# [Description of the task]
Lines with "sidewalk": please show every one of them from the listing below.

### Stored data ###

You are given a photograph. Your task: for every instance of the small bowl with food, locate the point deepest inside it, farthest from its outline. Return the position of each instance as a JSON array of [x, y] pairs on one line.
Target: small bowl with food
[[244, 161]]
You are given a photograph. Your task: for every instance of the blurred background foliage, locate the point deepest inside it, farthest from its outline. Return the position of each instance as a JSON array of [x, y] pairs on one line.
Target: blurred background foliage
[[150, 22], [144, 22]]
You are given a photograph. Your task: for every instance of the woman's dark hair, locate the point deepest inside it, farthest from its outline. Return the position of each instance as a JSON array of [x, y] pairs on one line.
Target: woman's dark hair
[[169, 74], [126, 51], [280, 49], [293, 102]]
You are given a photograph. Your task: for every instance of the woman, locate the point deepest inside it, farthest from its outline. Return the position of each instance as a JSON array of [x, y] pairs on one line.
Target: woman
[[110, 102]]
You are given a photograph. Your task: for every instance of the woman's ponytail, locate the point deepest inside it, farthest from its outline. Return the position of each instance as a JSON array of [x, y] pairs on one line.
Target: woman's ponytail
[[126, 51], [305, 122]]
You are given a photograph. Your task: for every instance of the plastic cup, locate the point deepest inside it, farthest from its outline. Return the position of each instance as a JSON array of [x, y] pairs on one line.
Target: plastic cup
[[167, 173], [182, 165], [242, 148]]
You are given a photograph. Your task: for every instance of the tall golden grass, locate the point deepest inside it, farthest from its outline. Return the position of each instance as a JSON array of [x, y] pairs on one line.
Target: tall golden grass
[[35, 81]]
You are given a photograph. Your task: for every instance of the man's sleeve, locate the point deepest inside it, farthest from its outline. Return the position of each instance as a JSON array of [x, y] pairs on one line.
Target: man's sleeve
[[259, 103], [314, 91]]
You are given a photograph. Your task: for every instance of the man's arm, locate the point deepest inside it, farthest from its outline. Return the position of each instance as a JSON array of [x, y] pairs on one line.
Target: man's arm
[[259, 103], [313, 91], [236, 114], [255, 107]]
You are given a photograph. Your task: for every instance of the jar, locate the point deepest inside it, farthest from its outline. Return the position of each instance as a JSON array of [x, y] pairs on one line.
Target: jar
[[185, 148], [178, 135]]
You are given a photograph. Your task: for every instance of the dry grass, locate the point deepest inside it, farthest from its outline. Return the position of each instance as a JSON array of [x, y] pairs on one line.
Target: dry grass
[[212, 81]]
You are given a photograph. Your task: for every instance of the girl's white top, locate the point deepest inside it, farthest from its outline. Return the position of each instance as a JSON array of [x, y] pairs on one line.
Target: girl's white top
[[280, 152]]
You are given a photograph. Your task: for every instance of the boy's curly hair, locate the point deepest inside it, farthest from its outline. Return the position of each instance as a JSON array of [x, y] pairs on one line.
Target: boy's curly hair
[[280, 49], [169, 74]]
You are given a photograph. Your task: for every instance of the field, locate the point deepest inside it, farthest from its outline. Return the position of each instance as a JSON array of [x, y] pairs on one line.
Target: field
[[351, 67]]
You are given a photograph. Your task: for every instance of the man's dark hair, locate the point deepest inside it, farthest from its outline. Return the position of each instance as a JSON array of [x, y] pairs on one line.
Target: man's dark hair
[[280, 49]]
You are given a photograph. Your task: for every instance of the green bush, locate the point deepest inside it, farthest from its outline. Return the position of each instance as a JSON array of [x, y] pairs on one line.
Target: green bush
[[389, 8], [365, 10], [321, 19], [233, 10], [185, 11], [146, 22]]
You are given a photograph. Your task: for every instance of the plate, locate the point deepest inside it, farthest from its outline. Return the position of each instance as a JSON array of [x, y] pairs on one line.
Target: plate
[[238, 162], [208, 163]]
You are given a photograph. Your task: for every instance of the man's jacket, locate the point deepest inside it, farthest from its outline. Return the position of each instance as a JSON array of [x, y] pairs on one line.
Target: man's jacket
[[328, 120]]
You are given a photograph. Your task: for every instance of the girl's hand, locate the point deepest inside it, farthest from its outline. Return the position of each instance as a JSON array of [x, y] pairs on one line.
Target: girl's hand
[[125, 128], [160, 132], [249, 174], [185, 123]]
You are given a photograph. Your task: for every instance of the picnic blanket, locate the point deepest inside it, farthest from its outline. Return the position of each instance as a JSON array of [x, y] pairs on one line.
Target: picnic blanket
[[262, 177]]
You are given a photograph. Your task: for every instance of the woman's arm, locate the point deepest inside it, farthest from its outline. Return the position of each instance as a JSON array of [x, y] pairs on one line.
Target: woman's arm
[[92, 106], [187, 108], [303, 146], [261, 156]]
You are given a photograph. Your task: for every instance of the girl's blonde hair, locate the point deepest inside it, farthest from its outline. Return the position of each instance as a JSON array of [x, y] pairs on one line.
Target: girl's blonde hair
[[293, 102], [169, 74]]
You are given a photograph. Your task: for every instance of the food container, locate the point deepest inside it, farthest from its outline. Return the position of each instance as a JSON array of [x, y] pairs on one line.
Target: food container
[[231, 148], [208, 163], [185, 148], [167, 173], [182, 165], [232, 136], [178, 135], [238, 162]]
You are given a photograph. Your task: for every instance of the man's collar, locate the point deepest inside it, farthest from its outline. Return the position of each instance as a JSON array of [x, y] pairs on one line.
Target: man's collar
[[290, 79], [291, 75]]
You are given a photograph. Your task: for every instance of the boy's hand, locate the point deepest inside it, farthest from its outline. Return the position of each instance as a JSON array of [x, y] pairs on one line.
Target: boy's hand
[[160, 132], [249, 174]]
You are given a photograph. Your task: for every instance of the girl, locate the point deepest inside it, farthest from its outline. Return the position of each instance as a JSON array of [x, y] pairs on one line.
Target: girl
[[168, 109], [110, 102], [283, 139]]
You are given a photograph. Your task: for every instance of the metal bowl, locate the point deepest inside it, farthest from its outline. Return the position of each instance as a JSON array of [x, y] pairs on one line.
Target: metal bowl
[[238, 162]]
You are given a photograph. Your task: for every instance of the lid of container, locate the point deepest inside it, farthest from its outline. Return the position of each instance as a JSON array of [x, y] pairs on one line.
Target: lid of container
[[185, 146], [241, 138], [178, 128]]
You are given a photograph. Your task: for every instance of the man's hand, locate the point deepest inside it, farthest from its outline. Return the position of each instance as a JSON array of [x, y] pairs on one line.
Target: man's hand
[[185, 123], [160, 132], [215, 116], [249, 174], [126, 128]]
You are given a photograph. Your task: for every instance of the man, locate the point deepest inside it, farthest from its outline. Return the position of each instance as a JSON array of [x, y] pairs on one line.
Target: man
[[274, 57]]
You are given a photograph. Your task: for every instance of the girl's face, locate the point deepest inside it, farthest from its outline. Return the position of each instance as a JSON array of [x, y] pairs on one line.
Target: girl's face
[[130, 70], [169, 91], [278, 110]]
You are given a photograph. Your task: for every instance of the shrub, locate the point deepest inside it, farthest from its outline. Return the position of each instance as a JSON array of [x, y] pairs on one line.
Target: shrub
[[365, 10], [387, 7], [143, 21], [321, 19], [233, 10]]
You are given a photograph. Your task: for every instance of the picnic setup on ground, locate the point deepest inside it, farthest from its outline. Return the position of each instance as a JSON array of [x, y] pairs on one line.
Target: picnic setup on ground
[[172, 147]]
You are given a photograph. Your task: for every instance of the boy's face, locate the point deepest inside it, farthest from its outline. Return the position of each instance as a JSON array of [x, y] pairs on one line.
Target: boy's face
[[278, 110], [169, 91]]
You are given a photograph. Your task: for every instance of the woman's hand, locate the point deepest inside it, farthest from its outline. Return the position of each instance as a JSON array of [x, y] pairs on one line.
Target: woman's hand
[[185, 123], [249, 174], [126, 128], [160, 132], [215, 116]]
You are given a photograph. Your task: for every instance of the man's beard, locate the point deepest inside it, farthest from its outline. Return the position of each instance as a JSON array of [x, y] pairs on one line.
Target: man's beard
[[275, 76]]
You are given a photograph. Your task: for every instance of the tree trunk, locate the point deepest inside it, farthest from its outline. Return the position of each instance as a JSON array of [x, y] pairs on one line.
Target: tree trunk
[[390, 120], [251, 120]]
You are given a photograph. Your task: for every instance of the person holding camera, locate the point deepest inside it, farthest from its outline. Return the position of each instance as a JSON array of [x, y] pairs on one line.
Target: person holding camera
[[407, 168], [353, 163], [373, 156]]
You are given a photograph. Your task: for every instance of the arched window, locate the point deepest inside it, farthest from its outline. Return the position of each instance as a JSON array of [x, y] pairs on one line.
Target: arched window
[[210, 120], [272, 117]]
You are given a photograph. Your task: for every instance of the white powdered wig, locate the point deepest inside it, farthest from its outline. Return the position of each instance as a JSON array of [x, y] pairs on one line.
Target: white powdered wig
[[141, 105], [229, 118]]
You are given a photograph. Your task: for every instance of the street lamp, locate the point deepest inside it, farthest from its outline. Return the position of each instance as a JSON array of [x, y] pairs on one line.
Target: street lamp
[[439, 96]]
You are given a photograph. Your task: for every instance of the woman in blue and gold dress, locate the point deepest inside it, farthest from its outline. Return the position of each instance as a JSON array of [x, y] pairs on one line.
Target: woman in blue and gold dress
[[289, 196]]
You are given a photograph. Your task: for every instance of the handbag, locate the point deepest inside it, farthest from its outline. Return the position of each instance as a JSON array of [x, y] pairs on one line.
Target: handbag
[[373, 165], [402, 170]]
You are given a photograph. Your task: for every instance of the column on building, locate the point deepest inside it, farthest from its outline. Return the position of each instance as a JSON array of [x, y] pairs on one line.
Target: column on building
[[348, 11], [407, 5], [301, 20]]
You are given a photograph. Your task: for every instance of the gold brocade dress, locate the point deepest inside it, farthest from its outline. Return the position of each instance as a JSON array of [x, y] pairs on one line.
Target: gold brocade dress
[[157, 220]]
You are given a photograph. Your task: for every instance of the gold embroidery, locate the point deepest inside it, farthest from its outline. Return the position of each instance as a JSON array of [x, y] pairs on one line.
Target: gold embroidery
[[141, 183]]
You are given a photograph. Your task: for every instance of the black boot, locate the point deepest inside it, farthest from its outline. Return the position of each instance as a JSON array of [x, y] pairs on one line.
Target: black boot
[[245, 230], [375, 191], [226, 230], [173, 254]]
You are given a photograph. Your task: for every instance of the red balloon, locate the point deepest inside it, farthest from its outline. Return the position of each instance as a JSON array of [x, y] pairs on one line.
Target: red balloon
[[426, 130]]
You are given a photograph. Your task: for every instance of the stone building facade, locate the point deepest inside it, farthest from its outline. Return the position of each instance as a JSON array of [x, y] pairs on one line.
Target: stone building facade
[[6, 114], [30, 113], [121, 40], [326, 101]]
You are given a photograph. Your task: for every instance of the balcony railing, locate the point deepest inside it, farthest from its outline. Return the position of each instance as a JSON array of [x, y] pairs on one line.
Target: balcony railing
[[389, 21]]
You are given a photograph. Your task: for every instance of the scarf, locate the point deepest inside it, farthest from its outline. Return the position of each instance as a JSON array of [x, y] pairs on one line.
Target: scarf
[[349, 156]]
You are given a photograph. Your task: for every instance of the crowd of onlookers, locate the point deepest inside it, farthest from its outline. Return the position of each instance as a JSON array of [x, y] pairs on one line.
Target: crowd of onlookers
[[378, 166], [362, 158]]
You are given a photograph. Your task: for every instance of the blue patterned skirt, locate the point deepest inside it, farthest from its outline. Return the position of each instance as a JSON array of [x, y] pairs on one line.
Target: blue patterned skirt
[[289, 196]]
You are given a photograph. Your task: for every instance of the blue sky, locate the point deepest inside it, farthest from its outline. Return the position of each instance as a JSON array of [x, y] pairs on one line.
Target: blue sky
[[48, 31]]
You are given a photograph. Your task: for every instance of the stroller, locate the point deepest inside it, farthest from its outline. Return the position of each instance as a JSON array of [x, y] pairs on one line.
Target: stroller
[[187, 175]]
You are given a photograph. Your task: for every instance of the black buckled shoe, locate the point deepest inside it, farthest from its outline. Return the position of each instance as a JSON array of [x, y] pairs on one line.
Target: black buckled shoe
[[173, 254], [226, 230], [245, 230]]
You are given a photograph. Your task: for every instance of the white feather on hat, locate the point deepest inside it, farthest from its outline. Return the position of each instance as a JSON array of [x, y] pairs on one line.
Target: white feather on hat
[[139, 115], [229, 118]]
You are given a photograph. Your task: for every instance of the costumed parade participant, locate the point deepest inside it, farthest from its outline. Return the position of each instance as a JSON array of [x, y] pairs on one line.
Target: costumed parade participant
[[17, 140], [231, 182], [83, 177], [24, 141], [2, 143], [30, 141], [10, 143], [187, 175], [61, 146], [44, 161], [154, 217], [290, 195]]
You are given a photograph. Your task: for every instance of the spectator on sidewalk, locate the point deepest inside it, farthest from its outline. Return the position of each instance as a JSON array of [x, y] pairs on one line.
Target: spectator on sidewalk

###

# [Solution]
You are given a photograph. Your task: for every instance of the spectator on sidewalk, locate the point deepest inside it, farthest from its outline. Return the position of each instance as a JSON array of [x, y] pairs on one line.
Target: spectator on sidewalk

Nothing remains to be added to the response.